━━━ Entries ━━━
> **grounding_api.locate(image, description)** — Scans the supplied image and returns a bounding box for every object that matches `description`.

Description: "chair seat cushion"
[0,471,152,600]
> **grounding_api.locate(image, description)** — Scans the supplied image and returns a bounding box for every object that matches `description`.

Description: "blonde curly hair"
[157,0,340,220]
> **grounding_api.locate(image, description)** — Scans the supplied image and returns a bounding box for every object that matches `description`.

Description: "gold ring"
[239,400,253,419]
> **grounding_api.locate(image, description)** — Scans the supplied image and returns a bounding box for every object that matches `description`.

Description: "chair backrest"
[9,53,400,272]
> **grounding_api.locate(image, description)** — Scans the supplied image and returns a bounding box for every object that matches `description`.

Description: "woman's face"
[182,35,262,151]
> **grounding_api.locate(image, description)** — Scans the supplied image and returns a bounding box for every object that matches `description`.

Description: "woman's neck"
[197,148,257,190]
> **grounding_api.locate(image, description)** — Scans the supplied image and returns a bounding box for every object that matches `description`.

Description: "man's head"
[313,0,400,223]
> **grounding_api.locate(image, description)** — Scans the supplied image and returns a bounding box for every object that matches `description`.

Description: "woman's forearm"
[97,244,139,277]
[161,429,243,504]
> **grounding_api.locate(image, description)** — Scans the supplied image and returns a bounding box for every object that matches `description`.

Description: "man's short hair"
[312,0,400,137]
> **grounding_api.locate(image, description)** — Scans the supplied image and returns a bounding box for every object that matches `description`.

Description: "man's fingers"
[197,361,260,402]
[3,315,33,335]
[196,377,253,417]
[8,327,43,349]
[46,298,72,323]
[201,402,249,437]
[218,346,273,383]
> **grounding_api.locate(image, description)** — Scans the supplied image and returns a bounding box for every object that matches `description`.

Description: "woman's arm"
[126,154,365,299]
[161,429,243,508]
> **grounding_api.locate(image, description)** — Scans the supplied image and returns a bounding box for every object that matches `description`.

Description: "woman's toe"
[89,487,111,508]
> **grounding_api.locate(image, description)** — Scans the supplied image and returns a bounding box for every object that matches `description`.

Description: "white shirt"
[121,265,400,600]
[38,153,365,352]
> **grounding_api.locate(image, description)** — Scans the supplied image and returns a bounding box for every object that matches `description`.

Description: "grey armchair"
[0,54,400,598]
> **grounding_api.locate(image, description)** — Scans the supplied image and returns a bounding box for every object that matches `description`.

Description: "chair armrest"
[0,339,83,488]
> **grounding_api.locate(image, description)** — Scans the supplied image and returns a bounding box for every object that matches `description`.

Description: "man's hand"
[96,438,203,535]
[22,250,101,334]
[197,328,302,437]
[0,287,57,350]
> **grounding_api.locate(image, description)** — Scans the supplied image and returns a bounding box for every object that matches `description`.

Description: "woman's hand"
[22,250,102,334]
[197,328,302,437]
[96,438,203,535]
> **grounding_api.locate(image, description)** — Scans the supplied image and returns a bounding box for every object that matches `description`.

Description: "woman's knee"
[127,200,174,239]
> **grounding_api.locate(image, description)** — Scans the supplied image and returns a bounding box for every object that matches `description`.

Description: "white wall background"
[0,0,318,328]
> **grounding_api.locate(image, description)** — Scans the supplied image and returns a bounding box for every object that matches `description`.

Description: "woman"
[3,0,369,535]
━━━
━━━ Entries ━━━
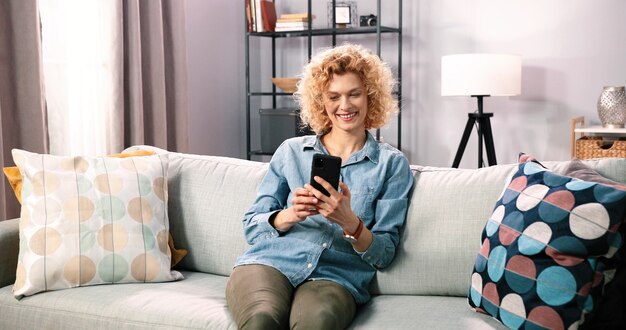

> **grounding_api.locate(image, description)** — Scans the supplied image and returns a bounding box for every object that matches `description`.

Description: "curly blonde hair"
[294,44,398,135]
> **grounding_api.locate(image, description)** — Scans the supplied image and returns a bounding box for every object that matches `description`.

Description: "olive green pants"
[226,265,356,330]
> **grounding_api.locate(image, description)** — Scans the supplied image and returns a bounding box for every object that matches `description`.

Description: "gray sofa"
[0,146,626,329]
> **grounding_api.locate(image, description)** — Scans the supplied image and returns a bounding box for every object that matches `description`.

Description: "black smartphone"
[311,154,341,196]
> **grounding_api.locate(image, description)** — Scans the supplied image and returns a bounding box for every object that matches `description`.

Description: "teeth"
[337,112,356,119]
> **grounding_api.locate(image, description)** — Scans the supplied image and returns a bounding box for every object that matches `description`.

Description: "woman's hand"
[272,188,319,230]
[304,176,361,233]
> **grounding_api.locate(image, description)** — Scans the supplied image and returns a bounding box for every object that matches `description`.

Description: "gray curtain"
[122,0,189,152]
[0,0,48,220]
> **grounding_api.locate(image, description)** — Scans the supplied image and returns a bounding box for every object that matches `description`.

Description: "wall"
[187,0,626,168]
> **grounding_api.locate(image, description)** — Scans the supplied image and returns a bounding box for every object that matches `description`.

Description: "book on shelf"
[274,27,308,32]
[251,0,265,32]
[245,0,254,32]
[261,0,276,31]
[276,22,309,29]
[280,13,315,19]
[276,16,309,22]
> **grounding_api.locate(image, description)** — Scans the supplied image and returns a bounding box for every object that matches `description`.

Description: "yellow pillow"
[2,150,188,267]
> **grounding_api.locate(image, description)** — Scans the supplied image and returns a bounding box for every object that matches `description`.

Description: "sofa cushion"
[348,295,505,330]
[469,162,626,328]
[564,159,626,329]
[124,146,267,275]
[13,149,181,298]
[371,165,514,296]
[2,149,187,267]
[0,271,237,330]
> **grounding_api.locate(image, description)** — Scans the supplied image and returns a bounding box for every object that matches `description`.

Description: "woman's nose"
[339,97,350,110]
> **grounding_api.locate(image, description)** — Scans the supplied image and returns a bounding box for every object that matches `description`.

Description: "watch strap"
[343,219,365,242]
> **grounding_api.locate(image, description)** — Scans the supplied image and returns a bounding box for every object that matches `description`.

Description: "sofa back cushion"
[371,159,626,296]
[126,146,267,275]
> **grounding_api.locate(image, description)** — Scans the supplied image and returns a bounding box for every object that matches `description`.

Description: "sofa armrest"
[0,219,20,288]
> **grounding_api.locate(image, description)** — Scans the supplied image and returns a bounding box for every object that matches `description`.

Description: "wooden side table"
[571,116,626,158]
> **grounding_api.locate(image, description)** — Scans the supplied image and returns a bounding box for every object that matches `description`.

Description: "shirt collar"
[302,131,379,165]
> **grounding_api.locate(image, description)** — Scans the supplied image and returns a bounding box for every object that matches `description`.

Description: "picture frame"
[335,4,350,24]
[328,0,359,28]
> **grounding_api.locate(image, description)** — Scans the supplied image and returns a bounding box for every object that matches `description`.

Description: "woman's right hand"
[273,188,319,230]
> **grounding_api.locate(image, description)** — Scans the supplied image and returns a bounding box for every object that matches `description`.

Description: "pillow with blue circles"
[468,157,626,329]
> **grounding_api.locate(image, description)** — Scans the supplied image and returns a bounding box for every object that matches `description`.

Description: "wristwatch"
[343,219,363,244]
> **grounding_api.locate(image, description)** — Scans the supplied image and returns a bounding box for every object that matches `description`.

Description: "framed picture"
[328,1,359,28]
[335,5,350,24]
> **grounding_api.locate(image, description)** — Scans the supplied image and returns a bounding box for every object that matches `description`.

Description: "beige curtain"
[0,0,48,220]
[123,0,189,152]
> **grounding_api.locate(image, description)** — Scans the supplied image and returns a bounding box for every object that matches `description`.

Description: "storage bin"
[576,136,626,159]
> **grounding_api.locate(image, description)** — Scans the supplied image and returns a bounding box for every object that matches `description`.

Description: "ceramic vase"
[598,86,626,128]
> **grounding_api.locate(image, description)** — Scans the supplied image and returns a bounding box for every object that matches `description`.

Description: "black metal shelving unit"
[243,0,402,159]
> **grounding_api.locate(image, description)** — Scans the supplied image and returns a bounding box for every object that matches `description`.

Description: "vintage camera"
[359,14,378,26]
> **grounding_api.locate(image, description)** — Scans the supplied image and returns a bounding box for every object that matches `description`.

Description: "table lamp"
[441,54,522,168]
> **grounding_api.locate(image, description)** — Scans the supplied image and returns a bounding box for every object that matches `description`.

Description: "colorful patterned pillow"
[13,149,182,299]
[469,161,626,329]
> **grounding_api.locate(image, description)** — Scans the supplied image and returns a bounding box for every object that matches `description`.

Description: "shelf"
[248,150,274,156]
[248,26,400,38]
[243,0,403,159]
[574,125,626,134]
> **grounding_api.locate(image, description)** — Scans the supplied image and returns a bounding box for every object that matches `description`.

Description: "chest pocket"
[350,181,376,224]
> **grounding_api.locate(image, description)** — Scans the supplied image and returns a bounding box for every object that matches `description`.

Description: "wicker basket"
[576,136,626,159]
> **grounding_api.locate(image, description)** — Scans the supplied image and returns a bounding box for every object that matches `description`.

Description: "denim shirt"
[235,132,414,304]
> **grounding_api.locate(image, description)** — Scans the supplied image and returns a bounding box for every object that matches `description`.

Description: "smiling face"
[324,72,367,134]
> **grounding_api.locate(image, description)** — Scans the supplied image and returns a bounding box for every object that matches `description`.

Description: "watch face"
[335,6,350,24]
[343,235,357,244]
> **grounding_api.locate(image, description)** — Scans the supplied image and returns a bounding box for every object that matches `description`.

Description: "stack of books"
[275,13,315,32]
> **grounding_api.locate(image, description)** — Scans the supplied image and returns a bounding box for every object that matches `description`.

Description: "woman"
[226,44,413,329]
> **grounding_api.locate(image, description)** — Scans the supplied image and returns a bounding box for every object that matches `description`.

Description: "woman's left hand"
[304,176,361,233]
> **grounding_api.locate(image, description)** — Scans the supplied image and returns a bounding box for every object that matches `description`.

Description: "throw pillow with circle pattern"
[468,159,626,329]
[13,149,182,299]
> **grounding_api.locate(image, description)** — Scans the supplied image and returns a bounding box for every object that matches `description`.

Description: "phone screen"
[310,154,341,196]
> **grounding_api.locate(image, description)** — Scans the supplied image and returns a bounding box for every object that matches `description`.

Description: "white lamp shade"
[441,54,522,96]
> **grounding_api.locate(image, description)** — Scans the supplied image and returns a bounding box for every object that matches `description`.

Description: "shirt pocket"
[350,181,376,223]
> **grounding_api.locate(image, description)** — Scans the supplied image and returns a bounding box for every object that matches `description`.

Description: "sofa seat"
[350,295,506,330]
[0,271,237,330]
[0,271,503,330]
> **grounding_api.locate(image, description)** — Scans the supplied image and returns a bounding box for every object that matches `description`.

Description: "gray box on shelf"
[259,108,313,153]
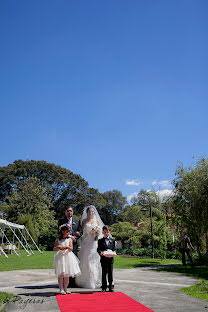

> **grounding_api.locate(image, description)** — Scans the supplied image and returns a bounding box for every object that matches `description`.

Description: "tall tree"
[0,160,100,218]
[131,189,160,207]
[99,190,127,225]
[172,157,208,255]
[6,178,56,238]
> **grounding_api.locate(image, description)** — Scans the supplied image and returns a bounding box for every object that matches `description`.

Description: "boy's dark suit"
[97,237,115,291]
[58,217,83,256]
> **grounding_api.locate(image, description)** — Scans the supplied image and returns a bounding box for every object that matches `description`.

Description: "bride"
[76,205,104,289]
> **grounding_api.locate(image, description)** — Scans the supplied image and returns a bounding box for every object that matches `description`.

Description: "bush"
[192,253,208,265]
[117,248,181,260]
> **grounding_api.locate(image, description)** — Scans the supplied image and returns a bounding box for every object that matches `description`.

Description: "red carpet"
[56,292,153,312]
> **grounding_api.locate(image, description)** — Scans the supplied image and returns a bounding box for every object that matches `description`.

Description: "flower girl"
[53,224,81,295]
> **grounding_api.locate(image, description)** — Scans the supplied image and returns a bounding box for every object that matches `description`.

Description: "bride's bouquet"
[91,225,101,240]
━━━
**Your goal**
Locate each line in the data items above that contains the word "gray", and copy those lines.

**Final result**
Description: "gray sofa"
Description: "gray curtain"
Description: "gray box on shelf"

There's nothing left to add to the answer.